**Consignes:**
a – Relevez toutes les adresses de sites web citées dans le texte sur l'accaparement des terres.
b – Reprenez la rédaction du texte sur l'accaparement des terres à la suite de sa dernière phrase.

**Texte:**
-------

Accaparement des terres dans les pays du Sud : un obstacle de plus au développement

(Nous remercions les Latidos de la tierra: www.loslatidosdelatierra.org)

Alliance Intenationale Terre Citoyenne | octobre 2010

Editorial

par René M. Segbenou

Sociologue, membre de l'ong Jinukun (Bénin), point focal de la Coalition pour le patrimoine génétique africain (COPAGEN)

Attendu depuis des mois, le rapport de la Banque Mondiale est sorti sous le titre de : "Accroissement de l’intérêt mondial pour les terres agricoles : cela peut-il rapporter des bénéfices durables et équitables ?". Le titre traduit, à lui tout seul, l’embarras de la Banque. Quand on parcourt rapidement le rapport, on se rend compte que l’ampleur du phénomène de l’accaparement des terres est sans précédent et que les conséquences en sont beaucoup plus gaves qu’on ne pensait.

Il y a accaparement des terres quand un individu, une firme internationale ou nationale use des voies prétendues légales pour acquérir de très grandes surfaces de terres aux fins d’investissements agricoles ou de la spéculation. L’opinion mondiale a été alertée sur le phénomène, pour la première fois, par GRAIN (une petite ONG internationale dont le siège est à Barcelone en Espagne), qui en a fait une analyse critique en relation avec la souveraineté alimentaire dans les pays en développement.  En dehors de son site personnel www.grain.org, GRAIN gère un site à publication ouverte  www.farmlandgrab.org, qui, tous les deux regorgent d’informations très riches et d’analyses sur la question. Les auteurs du rapport de la Banque Mondiale n’ont pas manqué de les exploiter.

-------

**Données fournies:**
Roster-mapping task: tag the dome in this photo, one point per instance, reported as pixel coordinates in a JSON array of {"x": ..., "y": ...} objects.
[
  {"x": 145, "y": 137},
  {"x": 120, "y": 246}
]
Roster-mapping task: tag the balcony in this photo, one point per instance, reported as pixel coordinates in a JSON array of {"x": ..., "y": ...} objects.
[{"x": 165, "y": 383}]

-------

**Corrigé:**
a –
- www.loslatidosdelatierra.org
- www.grain.org
- www.farmlandgrab.org

b –
Au début, on a parlé d’accaparement de terres pour des surfaces de 10 000 hectares et plus. Mais étant donné les réalités économiques et sociales de certains pays de taille relativement petite et vu les règles coutumières de gestion ou d’accès aux terres rurales dans ces pays, l’accaparement des terres pouvait s’observer pour des surfaces moindres, même seulement de plusieurs centaines d’hectares. C’est le cas par exemple au Bénin où seulement 60% des 11 millions d’hectares disponibles sont convenables à l’agriculture. Dans le même temps, la taille moyenne des exploitations agricoles familiales est de 1,7 ha pour 7 personnes, pendant que seulement 5% des exploitations familiales au Sud et  20% au Nord disposent de plus de 5 ha par exploitation. Le pays compte en tout 600 000 exploitations agricoles familiales (1). Dans ces conditions lorsqu’un individu, une firme internationale ou nationale achète ou loue sur plusieurs dizaines d’années plusieurs centaines d’hectares de terres rurales d’un seul tenant, souvent au moyen de contrat non transparent, il y a accaparement de terres.

Du rapport de la Banque Mondiale il ressort qu’avant 2008 l’augmentation moyenne annuelle de terres agricoles était de 4 millions d’hectares ; mais qu’avant la fin de l’année 2009, 45 millions d’hectares ont été annoncés comme pouvant faire objet de transaction en faveur de l’agriculture industrielle. 70% de telles demandes ont eu lieu en Afrique et des pays comme l’Ethiopie, le Mozambique et le Soudan ont transféré des millions d’hectares à des investisseurs ces dernières années (2). L’Afrique est donc particulièrement ciblée pour l’accaparement des terres d’autant plus qu’environ 201 millions des 445 millions d’hectares de terres convenables à l’agriculture dans le monde se trouvent en Afrique au Sud du Sahara.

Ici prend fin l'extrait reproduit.